**Task instructions:**
Print exactly the lines from the one containing "Objective — a point for each instance of the hydrangea bush" through the last line of the listing, both included.

**Record list:**

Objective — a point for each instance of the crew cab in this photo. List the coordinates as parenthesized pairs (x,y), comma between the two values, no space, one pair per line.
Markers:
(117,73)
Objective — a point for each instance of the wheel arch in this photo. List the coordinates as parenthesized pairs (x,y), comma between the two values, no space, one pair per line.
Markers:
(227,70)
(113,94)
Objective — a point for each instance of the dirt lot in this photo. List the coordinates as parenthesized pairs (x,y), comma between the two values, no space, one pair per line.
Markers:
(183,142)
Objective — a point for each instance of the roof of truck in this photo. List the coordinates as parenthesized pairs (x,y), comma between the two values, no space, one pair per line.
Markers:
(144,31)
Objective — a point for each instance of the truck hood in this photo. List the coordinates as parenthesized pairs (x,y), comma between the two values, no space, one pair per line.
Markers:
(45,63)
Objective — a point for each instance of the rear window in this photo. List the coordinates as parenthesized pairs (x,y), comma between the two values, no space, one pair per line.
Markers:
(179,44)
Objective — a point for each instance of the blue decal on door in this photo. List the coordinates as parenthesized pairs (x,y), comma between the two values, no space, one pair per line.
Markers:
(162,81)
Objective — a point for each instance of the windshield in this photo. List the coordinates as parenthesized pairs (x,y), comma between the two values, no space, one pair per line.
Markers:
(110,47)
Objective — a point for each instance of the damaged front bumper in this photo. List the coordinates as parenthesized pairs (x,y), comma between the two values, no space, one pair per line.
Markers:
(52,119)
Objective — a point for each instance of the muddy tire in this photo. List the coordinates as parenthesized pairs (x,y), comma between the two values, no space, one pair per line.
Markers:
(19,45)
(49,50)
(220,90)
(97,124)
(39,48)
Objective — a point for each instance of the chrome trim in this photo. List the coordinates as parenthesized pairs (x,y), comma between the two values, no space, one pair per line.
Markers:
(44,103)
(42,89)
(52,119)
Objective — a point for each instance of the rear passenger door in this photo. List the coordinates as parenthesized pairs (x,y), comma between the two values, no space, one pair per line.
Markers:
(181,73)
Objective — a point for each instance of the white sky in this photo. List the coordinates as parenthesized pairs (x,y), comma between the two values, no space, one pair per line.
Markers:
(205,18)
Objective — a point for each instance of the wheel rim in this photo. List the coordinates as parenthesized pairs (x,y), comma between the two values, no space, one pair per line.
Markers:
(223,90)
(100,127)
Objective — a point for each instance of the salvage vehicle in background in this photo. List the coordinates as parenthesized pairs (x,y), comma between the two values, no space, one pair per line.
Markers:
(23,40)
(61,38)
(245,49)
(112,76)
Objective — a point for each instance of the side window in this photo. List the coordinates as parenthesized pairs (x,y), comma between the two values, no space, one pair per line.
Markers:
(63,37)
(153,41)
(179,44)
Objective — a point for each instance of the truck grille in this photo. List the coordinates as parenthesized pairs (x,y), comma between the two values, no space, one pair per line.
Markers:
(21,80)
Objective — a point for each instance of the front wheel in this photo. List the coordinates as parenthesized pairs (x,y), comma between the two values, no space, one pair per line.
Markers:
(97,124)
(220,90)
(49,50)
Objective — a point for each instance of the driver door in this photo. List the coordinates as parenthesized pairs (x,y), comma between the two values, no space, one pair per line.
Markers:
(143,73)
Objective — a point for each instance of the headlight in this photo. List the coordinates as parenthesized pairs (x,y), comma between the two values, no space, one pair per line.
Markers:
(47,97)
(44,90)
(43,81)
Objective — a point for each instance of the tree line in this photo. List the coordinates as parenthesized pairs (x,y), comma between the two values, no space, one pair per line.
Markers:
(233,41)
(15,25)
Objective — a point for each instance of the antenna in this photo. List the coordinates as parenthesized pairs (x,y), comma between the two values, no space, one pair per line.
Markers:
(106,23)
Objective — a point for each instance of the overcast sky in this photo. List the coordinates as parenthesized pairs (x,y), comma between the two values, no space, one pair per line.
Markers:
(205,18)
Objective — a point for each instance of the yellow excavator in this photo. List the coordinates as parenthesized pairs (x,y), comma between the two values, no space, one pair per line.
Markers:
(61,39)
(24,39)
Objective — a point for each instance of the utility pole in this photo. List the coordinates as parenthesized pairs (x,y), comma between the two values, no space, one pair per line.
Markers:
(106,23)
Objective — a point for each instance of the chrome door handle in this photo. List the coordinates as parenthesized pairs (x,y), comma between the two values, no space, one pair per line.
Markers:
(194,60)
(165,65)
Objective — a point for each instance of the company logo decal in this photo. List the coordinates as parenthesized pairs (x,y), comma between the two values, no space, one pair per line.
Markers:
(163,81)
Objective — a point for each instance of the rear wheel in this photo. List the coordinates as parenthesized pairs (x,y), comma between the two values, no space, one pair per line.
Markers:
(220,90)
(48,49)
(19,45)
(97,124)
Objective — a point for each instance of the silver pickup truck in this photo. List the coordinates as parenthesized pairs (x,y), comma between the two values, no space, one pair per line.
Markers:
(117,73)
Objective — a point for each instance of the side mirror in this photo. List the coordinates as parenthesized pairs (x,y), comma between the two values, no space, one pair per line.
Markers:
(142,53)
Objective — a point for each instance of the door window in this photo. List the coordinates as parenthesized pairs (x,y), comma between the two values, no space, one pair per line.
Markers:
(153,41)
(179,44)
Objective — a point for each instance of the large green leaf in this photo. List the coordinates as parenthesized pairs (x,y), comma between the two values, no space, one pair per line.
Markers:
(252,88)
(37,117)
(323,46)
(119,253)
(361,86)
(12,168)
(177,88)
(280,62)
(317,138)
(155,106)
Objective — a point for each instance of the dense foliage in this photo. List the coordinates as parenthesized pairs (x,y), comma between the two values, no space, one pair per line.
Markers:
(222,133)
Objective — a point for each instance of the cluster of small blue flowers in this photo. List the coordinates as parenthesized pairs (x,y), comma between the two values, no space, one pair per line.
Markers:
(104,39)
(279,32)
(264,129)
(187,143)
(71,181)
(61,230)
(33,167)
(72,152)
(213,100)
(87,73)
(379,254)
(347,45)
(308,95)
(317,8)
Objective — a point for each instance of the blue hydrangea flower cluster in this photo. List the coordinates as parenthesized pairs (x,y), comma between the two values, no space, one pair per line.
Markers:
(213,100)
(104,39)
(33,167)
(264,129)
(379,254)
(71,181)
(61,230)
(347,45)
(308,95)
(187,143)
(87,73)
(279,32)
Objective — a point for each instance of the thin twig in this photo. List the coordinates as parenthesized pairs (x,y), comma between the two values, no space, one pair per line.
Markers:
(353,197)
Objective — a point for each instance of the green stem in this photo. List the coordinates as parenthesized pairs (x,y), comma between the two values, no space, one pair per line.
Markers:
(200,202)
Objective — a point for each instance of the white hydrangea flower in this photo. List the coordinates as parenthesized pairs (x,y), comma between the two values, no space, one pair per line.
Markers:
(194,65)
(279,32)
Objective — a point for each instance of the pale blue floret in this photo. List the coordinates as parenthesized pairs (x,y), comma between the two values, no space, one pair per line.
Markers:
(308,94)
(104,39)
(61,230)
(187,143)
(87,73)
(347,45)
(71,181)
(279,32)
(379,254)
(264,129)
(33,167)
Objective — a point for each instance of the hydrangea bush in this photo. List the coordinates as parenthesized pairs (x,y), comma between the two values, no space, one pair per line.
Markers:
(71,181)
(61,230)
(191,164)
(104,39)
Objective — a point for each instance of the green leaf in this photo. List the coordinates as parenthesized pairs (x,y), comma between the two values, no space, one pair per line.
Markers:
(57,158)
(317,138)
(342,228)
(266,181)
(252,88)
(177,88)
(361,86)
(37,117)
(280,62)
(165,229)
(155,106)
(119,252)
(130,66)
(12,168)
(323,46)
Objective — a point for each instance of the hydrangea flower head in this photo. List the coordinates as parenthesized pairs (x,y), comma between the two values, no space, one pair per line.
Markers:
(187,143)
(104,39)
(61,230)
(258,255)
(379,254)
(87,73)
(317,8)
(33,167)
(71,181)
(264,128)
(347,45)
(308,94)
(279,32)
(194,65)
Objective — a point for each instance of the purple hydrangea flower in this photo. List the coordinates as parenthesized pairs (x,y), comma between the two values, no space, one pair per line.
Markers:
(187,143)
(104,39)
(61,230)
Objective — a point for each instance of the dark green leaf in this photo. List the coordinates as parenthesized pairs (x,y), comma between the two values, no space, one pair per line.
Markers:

**The solution:**
Objective — a point for each instance of the hydrangea bush in this photo. List the coordinates as parenthesized pairs (x,y), comma between the two values, no space, one pair per line.
Markers:
(71,181)
(61,230)
(191,164)
(104,39)
Objective — a point for each instance of the green leaf in this photo. List the coordinates as parenthesized pairs (x,y), comma between the two values, no space, one pair per line.
Markers:
(57,158)
(317,138)
(342,228)
(266,181)
(252,88)
(177,88)
(361,86)
(37,117)
(280,62)
(165,229)
(155,106)
(119,252)
(130,66)
(12,168)
(323,46)
Objective — a point for each instance of the hydrangea flower head in this photo. List the coordinates as parenthesized pairs (x,y), comma between the two values, no space, one pair per line.
Markers:
(187,143)
(104,39)
(61,230)
(258,255)
(379,254)
(87,73)
(317,8)
(33,167)
(71,181)
(264,128)
(347,45)
(308,94)
(279,32)
(194,65)
Objective — a point for each instance of the purple hydrangea flower in this photo. List the coordinates as parenthesized pairs (x,y), comma between the two values, no space, one pair per line.
Markers:
(187,143)
(104,39)
(61,230)
Objective — a point for each instance of the dark green leaf in this photo. List the coordinates as parenthesized pairs (x,y), comma between the two values, no space, one pair per line.
Markers:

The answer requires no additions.